## start TEXT EXCERPT

I.          Federal Securities Laws.  The term “Federal Securities Laws” means the Securities Act, the Exchange Act, the Sarbanes-Oxley Act of 2002, the Dodd-Frank Act of 2010, the Investment Company Act, the Advisers Act, Title V of the Gramm-Leach-Bliley Act, any rules adopted by the Commission under any of these statutes, the Bank Secrecy Act as it applies to funds and investment advisers, and any rules adopted thereunder by the Commission or the Department of the Treasury.
 
J.          Initial Public Offering. The term “Initial Public Offering” means an offering of securities registered under the Securities Act, the issuer of which, immediately before the registration, was not subject to the reporting requirements of sections 13 or 15(d) of the Exchange Act.
 
K.           Investment Company Act.  The term “Investment Company Act” means the Investment Company Act of 1940, as amended.
 
L.           Limited Offering.  The term “Limited Offering” means an offering that is exempt from registration under the Securities Act of 1933 pursuant to section 4(2) or section 4(6) thereof or pursuant to Rule 504, Rule 505 or Rule 506 there under.

## end TEXT EXCERPT

▶ **GIVEN INSTRUCTION 1**
From the securities definitions, explain in one to three sentences what makes an offering registered under the Securities Act an Initial Public Offering.
▶ **GIVEN INSTRUCTION 2**
Answer these about the securities definitions:
(a) Which year's act does "Investment Company Act" refer to?
(b) Which rules under the Securities Act of 1933 can exempt a Limited Offering?
(c) Whose rules under the Bank Secrecy Act count among the Federal Securities Laws?
▶ **GIVEN INSTRUCTION 3**
Duplicate the part of the securities definitions from "L.           Limited Offering.  The term" up to and including "506 there under.".
The records that come after this point aren't needed for any of the work here.

## start PROVIDED DATA

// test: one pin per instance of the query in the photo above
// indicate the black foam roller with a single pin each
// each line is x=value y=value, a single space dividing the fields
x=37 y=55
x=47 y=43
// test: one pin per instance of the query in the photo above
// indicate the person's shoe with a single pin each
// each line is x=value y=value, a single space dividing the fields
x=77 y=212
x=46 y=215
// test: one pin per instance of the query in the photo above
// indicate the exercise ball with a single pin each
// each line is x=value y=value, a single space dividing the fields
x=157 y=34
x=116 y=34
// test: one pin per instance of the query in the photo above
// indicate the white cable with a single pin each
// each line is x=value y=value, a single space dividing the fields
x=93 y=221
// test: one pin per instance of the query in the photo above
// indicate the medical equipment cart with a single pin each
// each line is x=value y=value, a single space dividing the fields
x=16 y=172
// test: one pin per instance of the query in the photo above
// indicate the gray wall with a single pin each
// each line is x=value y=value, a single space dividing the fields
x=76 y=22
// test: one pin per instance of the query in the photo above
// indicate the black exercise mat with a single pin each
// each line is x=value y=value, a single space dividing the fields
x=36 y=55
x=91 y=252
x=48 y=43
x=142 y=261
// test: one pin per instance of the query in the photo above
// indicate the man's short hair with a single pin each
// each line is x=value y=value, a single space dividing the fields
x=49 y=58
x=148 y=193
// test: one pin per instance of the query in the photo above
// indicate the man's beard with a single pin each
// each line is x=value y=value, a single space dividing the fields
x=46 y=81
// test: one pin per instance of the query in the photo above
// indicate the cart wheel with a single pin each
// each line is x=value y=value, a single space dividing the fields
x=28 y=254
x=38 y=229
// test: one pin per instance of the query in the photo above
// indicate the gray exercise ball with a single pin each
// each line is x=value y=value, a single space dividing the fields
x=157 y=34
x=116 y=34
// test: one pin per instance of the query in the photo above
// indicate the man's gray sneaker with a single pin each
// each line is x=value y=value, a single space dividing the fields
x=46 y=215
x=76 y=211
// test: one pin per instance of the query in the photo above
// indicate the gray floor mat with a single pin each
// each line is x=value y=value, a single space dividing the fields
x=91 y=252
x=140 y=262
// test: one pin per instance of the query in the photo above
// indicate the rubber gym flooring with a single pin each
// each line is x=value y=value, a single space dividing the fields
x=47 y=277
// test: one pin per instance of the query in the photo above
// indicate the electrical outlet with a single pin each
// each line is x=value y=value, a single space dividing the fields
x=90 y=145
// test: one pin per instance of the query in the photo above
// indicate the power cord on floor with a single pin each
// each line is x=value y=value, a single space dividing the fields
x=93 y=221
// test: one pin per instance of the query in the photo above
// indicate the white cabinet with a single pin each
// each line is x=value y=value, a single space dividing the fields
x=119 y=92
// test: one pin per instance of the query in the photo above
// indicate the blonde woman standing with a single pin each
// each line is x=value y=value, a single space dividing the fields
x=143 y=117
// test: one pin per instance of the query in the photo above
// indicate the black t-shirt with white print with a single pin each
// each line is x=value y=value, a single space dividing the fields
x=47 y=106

## end PROVIDED DATA

▶ **TASK RESULT 1**
It is an Initial Public Offering because its issuer, immediately before the registration, was not subject to the reporting requirements of sections 13 or 15(d) of the Exchange Act.

▶ **TASK RESULT 2**
(a) 1940, as amended.
(b) Rule 504, Rule 505 or Rule 506.
(c) Rules adopted by the Commission or the Department of the Treasury.

▶ **TASK RESULT 3**
L.           Limited Offering.  The term “Limited Offering” means an offering that is exempt from registration under the Securities Act of 1933 pursuant to section 4(2) or section 4(6) thereof or pursuant to Rule 504, Rule 505 or Rule 506 there under.